_Challenge_
Answer these questions using the text on data structures and algorithms:
(a) What may make a badly designed algorithm unusable on larger data-structures?
(b) What is the practice of creating structures only as required sometimes called?
(c) What does the procedure PDTOLIST return when applied to a generator?

Most programming languages support booleans, integers, reals (decimals),
strings (one-dimensional arrays or vectors of characters),
multi-dimensional arrays, records of fixed length.

Usually it is up to the user to implement additional structures in terms
of these. Most books on data-structures show various ways to implement:

    stacks
    queues
    linked lists
    trees
    graphs (networks - directed or undirected)

From books on data-structures and algorithsm you will discover how to
implement a range of procedures associated with particular classes of
structures. E.g. there are algorithms for searching a large string to
find out whether a given string is contained in it. Similarly searching
a graph to see if a  smaller graph is containined in it, or checking
whether two graphs match.

Algorithms have to be very carefully designed: a bad design may be so
much slower, or require so much more space, that it is unusable on
larger data-structures.


-- Lazy evaluation ----------------------------------------------------

Sometimes structures are created only as required. This is sometimes
called "lazy evaluation". For example POP-11 allows the creation of
dynamic lists, defined in terms of a procedure which returns a new
result each time it is called. (A generator procedure). The procedure
PDTOLIST (ProceDure TO LIST) when applied to such a generator returns a
dynamic list.

_Information provided_

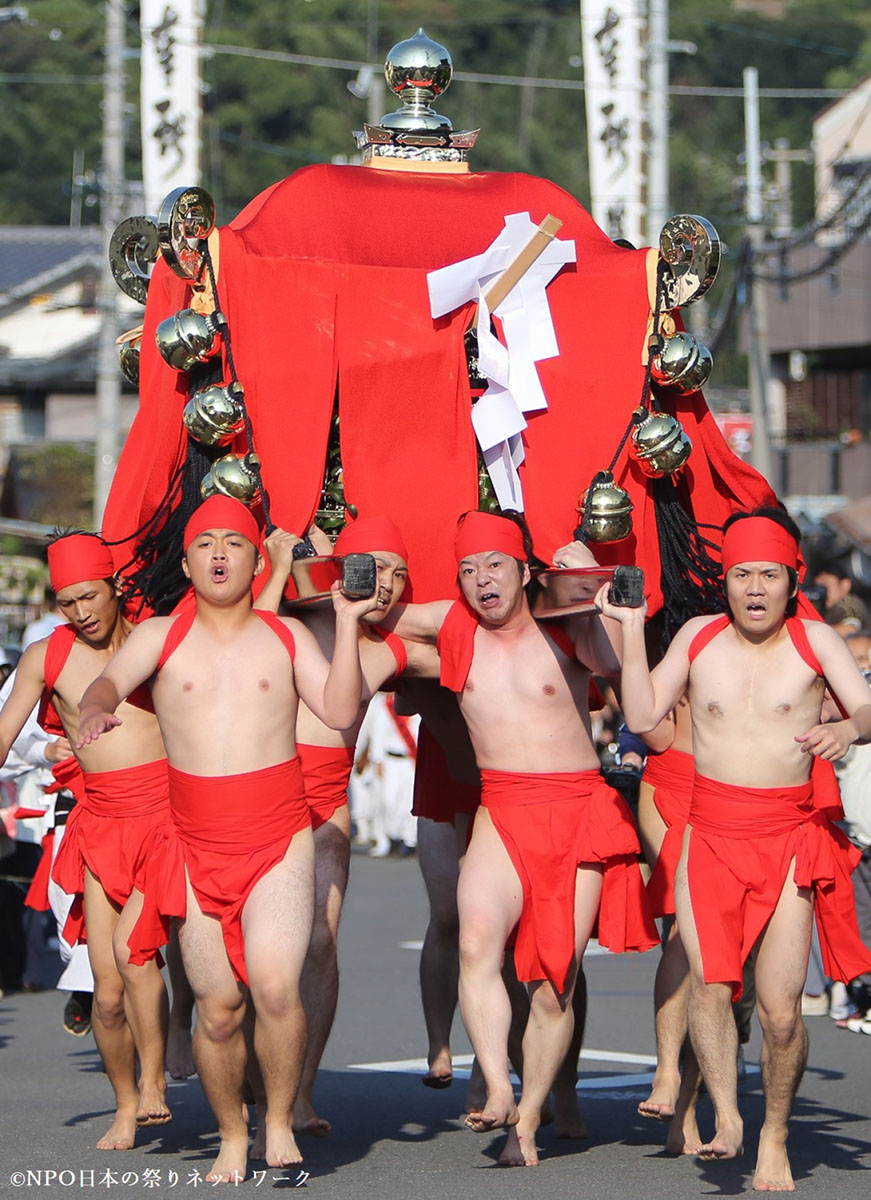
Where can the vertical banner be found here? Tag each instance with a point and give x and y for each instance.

_Worked answer_
(a) It may be so much slower, or require so much more space.
(b) Lazy evaluation.
(c) A dynamic list.